_TEXT SECTION:_
## START

Dr Max Farrar, Leeds Metropolitan University, 2006 The Chapeltown Enterprise Centre stands at the bottom of Button Hill. The centre features the Best Fade Unisex Salon. Across the road is the Silver Tree Club which, these days, is a bricked-up, burned-out building. Chapeltown has changed. Chapeltown no longer boasts good manners. It is becoming derelict and infested with drug dealers. Garbage lies piled up in the streets, and there is a paucity of civic pride. Modern Chapeltown is home to a lost generation. A young woman shouts at me. 'Hey you, black man.' Her voice is raw and flat. A broad Yorkshire voice. As she crosses the street and walks toward me I can see that she is swathed in a big black coat. 'Hey you, black man.' Her eyes are wet with drugs, and she promises me that she will do anything. 'Black man.' I quicken my steps. I glance back at the Best Fade Unisex Salon. I want to tell the people in the enterprise centre that they are right to try, but they should look around themselves. There is no real enterprise. No real business, beyond survival, in this faded Chapeltown. And across the street, where the Hayfield pub would have stood, there is now nothing. Nothing at all. It is gone. (Like you, David. Gone.) The bottom of Button Hill is empty.

## END

_GOAL:_ Extend the Chapeltown passage, starting right after its final sentence. The records that come after play no role here.

_MATERIAL SUPPLIED:_
## START

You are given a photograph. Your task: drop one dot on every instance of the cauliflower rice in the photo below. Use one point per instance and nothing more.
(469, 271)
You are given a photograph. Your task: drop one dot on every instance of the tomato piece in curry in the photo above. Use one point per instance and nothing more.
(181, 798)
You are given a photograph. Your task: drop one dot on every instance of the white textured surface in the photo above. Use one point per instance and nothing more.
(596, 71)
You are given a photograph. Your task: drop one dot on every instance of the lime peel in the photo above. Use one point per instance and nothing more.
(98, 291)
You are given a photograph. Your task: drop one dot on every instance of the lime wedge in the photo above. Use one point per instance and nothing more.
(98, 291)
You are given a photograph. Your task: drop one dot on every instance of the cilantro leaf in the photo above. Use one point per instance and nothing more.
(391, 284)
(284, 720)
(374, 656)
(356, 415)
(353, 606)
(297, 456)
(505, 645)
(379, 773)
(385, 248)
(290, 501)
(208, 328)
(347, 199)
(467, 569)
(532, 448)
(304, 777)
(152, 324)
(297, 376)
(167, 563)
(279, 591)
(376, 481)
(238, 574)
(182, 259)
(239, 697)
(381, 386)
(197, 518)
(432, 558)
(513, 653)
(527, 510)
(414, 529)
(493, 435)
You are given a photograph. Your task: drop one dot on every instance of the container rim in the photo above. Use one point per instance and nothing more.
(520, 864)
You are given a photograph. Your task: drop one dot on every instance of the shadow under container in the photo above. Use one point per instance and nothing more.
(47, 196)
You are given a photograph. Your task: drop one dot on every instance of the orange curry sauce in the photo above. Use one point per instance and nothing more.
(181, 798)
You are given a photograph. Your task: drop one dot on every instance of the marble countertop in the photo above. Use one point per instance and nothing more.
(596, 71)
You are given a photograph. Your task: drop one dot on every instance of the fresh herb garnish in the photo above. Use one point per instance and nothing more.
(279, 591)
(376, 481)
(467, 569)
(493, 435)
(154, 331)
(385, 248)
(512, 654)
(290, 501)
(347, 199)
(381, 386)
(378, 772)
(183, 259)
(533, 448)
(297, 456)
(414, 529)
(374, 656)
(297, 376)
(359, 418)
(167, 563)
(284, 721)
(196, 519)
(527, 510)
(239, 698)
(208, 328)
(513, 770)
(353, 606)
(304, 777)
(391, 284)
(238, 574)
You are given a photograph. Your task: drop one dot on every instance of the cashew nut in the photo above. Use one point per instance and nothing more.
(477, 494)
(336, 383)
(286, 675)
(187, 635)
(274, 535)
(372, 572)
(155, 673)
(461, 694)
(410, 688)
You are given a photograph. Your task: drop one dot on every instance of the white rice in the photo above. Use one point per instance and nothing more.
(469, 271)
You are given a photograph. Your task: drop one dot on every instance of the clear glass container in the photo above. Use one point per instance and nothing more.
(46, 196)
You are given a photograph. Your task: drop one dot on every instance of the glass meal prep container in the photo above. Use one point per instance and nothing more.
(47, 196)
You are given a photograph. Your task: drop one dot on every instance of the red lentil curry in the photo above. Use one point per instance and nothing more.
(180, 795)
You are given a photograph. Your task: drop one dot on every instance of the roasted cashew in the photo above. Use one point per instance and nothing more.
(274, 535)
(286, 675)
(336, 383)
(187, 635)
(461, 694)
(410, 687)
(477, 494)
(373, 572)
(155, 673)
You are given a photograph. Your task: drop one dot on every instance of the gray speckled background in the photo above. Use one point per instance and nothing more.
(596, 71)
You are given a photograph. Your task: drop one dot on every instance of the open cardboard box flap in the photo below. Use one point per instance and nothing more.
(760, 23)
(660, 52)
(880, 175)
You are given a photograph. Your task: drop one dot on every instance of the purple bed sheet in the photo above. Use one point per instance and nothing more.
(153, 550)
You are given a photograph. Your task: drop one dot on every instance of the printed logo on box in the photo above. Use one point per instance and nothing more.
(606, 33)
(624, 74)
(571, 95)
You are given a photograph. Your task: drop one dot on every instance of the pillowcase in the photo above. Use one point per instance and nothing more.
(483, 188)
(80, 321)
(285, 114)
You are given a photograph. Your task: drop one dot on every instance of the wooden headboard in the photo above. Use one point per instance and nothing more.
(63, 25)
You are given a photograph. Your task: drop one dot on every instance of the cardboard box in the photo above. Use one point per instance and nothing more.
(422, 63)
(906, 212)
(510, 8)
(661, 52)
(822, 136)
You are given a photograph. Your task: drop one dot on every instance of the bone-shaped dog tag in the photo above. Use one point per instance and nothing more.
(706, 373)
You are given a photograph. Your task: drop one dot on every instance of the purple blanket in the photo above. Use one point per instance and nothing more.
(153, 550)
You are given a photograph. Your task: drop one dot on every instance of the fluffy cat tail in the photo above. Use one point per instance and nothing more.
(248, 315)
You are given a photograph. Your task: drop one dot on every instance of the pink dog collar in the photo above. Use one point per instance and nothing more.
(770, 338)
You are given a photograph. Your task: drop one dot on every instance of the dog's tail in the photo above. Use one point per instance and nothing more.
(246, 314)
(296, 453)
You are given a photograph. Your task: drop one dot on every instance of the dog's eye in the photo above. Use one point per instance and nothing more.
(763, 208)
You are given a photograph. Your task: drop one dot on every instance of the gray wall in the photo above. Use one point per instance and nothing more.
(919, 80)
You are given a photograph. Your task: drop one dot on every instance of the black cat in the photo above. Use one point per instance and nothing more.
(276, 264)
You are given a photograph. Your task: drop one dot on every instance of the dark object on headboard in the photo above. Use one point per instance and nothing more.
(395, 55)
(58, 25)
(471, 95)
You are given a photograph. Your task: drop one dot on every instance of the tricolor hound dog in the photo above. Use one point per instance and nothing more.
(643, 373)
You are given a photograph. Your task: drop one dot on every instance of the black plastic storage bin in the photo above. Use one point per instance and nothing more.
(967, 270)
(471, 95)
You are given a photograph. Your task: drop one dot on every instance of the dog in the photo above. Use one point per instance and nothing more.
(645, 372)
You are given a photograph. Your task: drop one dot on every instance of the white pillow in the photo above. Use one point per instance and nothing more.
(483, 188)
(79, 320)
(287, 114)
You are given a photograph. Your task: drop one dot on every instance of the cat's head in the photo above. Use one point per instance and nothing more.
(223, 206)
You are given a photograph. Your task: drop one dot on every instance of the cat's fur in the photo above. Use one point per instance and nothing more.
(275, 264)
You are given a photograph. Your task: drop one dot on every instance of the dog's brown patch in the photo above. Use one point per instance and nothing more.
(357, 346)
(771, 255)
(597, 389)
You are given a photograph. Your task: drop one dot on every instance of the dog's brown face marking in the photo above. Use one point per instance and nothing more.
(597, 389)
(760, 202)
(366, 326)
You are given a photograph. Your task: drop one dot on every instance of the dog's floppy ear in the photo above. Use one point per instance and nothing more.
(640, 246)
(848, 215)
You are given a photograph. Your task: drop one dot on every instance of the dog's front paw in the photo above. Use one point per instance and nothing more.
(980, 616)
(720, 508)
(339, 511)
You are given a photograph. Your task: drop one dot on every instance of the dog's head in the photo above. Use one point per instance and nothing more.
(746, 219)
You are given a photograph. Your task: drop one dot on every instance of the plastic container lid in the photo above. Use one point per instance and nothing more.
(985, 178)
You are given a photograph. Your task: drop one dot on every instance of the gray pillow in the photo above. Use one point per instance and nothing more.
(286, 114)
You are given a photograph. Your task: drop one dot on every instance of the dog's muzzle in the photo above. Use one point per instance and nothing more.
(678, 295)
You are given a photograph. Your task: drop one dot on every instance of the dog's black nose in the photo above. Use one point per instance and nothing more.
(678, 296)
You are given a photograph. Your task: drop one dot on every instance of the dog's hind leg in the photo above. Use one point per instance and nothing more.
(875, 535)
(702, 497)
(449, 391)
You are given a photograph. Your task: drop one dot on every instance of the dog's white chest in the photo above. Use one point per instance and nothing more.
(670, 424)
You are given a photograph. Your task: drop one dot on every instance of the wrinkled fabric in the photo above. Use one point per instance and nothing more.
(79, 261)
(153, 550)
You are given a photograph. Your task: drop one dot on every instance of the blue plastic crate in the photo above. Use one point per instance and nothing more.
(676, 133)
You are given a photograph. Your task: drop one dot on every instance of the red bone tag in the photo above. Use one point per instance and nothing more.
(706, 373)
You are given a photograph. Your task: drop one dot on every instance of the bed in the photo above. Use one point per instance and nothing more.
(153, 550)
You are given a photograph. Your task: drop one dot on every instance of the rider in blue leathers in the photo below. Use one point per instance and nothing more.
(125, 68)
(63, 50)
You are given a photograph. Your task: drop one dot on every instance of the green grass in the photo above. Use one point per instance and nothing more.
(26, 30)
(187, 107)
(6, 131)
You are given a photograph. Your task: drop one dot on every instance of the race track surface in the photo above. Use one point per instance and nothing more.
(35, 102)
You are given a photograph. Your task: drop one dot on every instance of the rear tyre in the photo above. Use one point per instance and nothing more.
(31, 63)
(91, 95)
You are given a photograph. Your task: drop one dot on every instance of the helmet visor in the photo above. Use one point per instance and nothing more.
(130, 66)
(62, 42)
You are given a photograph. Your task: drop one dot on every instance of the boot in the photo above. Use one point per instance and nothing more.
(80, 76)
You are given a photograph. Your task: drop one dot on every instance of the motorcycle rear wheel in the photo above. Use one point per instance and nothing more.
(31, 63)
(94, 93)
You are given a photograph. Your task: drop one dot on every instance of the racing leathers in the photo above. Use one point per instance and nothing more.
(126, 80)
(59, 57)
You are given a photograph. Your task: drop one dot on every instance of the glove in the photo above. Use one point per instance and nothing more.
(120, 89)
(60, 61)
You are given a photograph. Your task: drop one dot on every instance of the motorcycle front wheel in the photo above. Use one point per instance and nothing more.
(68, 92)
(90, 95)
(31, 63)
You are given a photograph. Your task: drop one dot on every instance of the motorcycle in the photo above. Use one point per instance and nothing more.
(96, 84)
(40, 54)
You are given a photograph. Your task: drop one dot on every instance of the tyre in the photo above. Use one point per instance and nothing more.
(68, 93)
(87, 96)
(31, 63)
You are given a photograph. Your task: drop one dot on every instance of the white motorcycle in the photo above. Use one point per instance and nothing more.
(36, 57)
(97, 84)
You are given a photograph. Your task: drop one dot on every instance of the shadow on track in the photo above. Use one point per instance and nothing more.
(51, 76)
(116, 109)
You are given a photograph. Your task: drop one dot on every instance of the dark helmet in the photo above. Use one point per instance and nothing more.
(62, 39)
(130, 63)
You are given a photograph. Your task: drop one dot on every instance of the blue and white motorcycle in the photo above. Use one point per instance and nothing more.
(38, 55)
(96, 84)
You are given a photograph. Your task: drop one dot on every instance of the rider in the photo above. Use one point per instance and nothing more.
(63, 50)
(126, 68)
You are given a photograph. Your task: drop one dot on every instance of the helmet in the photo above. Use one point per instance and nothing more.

## END

_WRITTEN RESPONSE:_
The dark 'others' began to arrive in Leeds in the fifties. But what kind of a city was this that expected these newcomers to live like animals in abandoned bombed-out slums? The emigrants had heard rumours that the English often set fires in their houses, but until they reached England and felt the sharp bite of their first winter they did not fully understand. But they soon learned. However, what they never learned to understand, or accept, was the racism which confined them to filthy rooms. Landlords, including Leeds City Council, seemed intent upon extracting money from them in exchange for rooms in which it was barely possible to turn around; rooms which one had to share with mice and fleas and rats, where water ran down the walls when it rained, and thereafter snails crawled up them; rooms where the nearest bathroom was your handbasin, and your one toilet bowl was in the next street and had to be shared with 200 others. The mother country was welcoming her citizens at the front door, and then quickly ushering them out through the back door crying, 'No Blacks', crying, 'No Coloureds', crying, 'Go back to where you come from'. And David heard these shouts, but he wanted an education in order that he might make something of himself in England, and so he redoubled his polite efforts to learn. He worked harder, and studied harder, but still they took him to Armley jail, and then on to the asylum where they changed his personality. And when they released him back into the world, David soon discovered that he had lost his damp, cold room at 209 Belle Vue Road. Even this dismal place had slipped through his fingers, but he still possessed his city of Leeds on the banks of the River Aire. David still had his city.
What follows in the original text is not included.